PROVIDED TEXT —

# Airless Sprayer Cloggs Constantly



## colinvansmith

Hi All,

I recently purchased a Graco Magnum X5 airless sprayer. I've always applied painted using traditional methods but thought it time to try spraying instead. I am currently spraying the entire exterior of a farm building but I keep running up against the same problem the spray tip which is a RAC 515 keeps clogging or at least stops working, I am trying to spray Johnstones trade exterior masonry paint through it.

I have tried reversing the tip to clean it out and it works for a few seconds then it stops working even when the tip is reversed.

I have tries taking the tip of and cleaning it, cleaning the entire sprayer and re-priming it but nothing seems to work, i even tried thinning the paint but that didn't work either.

Everything seemed fine for the first 10 minutes of use but after that it stopped working. has anyone got any ideas as to how I can remedy this as i'm new to spraying and can't seem to find any answers.

colin


----------



## MikeCalifornia

Im not sure if the X5 has an inline filter before going out to the gun? I doubt it. I would use a strainer bag and wrap it around the intake tube. That will keep out the much smaller particles that your rock guard is letting through. Unfortunately though, you may really just need a bigger tip to spray the material you have. A 517 may be the ticket, but your pump might not support the larger orifice. Also make sure the gun filter is clean, might be clogged up with gunk already.


----------



## colinvansmith

Thanks for the fast reply, other than the strainer on the intake tube and possibly one inside the gun there definitely isn't another filter of any kind, When i screw off the guard and spray tip and pull the trigger the paint seems to com through the gun no problem which leads me to believe it may be the spray tip but i'm not totally sure though


----------



## driftweed

That's the problem with those sorayers, not enough power to ram it through the system.

SUPPLIED INFORMATION —
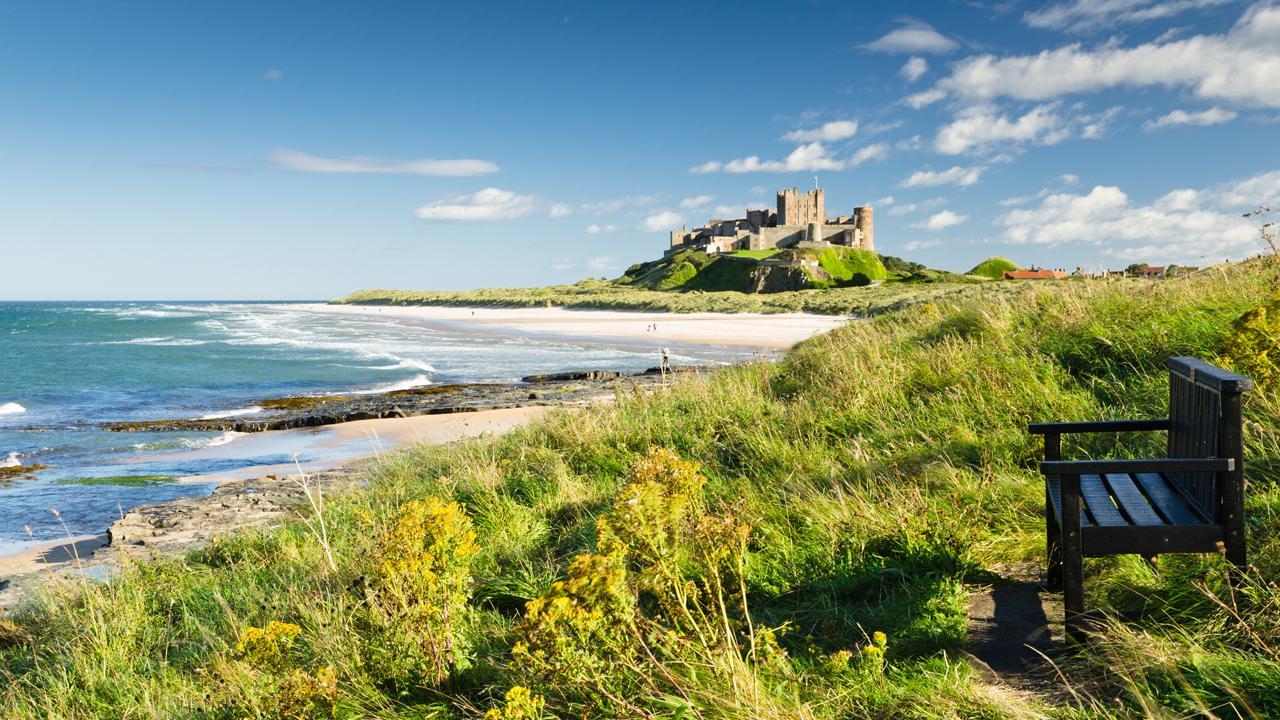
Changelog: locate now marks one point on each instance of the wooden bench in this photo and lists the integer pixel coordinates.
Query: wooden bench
(1189, 501)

REQUEST 1 — Reproduce the passage of the sprayer thread from "# Airless Sprayer" to "tip is reversed.".
REQUEST 2 — Pick up the forum thread about the clogging airless sprayer after its final sentence and keep writing it.

REPLY 1 —
# Airless Sprayer Cloggs Constantly



## colinvansmith

Hi All,

I recently purchased a Graco Magnum X5 airless sprayer. I've always applied painted using traditional methods but thought it time to try spraying instead. I am currently spraying the entire exterior of a farm building but I keep running up against the same problem the spray tip which is a RAC 515 keeps clogging or at least stops working, I am trying to spray Johnstones trade exterior masonry paint through it.

I have tried reversing the tip to clean it out and it works for a few seconds then it stops working even when the tip is reversed.

REPLY 2 —
On top of that, 2 jobs in and the sprayer will have hit it's designed yearly capacity. 

So now you have to Pre strain your paint, fight ongoing clogs, etc...

You just can't use a water gun to put out a house fire. But, hey you saved a few bucks right?

Once you VALUE YOUR TIME, you will see that the hours wasted troubleshooting this sprayer would have easily paid for a Graco 390 nova. How much time are you losing playing around, when you could have had the job done and started the next one?

Let's say you bill out (low end) $35/hour. X5 = $300 390 = $700

Now, let's add 2 hours to each job dealing with petty time sucks like this. 400/70 = 5.7 jobs. So in 6 jobs you have lost the difference to pay for a good pump. Not to mention, looking like a fool to your customers.

Is it REALLY worth it? And what are you going to do when that $300 pump crap out on the middle of a job? 

With a 390 you could rebuild it for under a hundred bucks, the x5 you are spending ANOTHER $300

Just things to consider


----------



## colinvansmith

do you think my mgnum x5 will be able to use an rac x guard and tip


----------



## colinvansmith

so you'd recommend a graco 390?


----------



## RH

colinvansmith said:


> so you'd recommend a graco 390?


Do you plan on using it to make money? If so, most here will recommend you get the best gun you can afford. I only use my sprayer for doors and trim, occaisionally a popcorn ceiling or two, and even then I went with a 395 for the extra fearures. If I had planned on using it regularly for exterior work I would have gone with a more powerful unit.


----------



## straight_lines

Make sure to put a 100 mesh bag strainer over the inlet. Make sure the gun filter is for the size tip you are using. A white filter will clog a small tip constantly, yellow is the medium and red is for fine finish and really small tips.


----------



## CApainter

colinvansmith said:


> Thanks for the fast reply,* other than the strainer on the intake tube and possibly one inside the gun there definitely isn't another filter of any kind,* When i screw off the guard and spray tip and pull the trigger the paint seems to com through the gun no problem which leads me to believe it may be the spray tip but i'm not totally sure though


There's a filter right behind the fitting for the material hose. You have to remove the hose, then remove the fitting right next to the pressure control knob. You will then be able to slide out the inline filter.

Google; Graco Magnum X5 drawings and it will offer a pdf. manual for the Magnum X5.


----------



## SemiproJohn

Your pump will be able to push certain products through a fine finish tip and the rac x tip guard. Of course, that is of no use to you with your present problem.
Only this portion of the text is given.